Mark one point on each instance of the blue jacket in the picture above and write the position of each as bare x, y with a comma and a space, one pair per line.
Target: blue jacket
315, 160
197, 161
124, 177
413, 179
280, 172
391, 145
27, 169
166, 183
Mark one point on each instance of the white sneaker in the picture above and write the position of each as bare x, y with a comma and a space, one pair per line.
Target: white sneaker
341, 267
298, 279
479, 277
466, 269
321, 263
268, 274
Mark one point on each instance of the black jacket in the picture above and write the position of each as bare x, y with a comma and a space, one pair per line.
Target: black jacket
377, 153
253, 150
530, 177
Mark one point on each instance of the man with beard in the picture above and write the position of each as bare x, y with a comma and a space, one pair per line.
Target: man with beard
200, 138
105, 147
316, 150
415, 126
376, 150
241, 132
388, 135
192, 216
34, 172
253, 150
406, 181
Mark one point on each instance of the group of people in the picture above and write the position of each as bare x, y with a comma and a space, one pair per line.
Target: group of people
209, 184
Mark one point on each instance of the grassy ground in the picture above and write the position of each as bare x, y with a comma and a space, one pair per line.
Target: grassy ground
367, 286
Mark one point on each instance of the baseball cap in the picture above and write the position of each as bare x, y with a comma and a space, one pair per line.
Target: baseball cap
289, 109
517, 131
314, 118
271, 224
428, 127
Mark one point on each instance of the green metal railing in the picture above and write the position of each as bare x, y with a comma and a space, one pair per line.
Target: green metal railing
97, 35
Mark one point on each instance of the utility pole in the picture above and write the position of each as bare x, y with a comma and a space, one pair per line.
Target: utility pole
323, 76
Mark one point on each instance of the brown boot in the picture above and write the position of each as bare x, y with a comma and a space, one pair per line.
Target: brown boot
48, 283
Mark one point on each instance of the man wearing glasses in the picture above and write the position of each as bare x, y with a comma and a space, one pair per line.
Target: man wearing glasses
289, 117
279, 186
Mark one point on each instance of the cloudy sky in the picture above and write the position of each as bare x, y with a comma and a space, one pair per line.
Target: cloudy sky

____

* DIRECTIONS
Your task is to copy every record exactly.

* RESPONSE BELOW
Mark one point on each instance of the blue jacket in the picture above and write the position of each as bare x, y with a comma and a space, one pair per line.
Target: blue jacket
315, 160
197, 161
124, 177
413, 179
280, 172
391, 145
27, 169
166, 183
Mark one point on each instance of the white sneaker in the picture above and write the position of each as bare x, y with a comma and a space, one pair per line.
Target: white sneaker
341, 267
298, 279
479, 277
466, 269
321, 263
268, 274
Mark one point on each instance of the black jacket in the picture above and write the position of each as bare x, y with a comma and a space, one pair per line.
Target: black jacket
377, 153
253, 150
530, 177
Mark one point on each instance of the man with beard in the picture above and write the position of each as bare x, y with a comma and a space, one pair per line.
Target: man with beard
200, 138
105, 147
316, 150
415, 126
376, 150
241, 132
388, 135
192, 216
34, 172
253, 150
406, 181
Mark one point on each instance of the group of people in the picture above and write the position of each as bare x, y with a comma and a space, one pair per line.
Target: group of people
209, 184
Mark one point on each instance of the grassy ground in the picture above and write the position of each as bare x, y with a comma and a space, one pair per line.
Target: grassy ground
367, 286
Mark one point on each instance of the baseball cap in the picture above and write the position of each as bare x, y with a comma and a space, one pair per line.
Target: baseball cap
289, 109
517, 131
314, 118
271, 224
428, 127
Mark one point on each instance of the green metal railing in the picture above and write the position of each as bare x, y with a comma and a space, one pair per line.
Target: green metal railing
97, 35
Mark one point on each instance of the utility pole in the picture above and write the position of each as bare x, y with a comma and a space, one pair per line.
Target: utility pole
323, 76
Mark one point on each instance of the brown boot in the picture above and write the position of each as bare x, y with a comma and a space, one pair per line.
Target: brown boot
48, 283
Mark one point on each instance of the man wearing glasses in the picture above and write the position of each as bare x, y with a comma and a space, one pair per line.
Target: man wearing glasses
289, 117
279, 186
Mark one point on each instance of the cloudy sky in the picture above and write the position of each as bare x, y with a comma and a space, one pair per line.
Target: cloudy sky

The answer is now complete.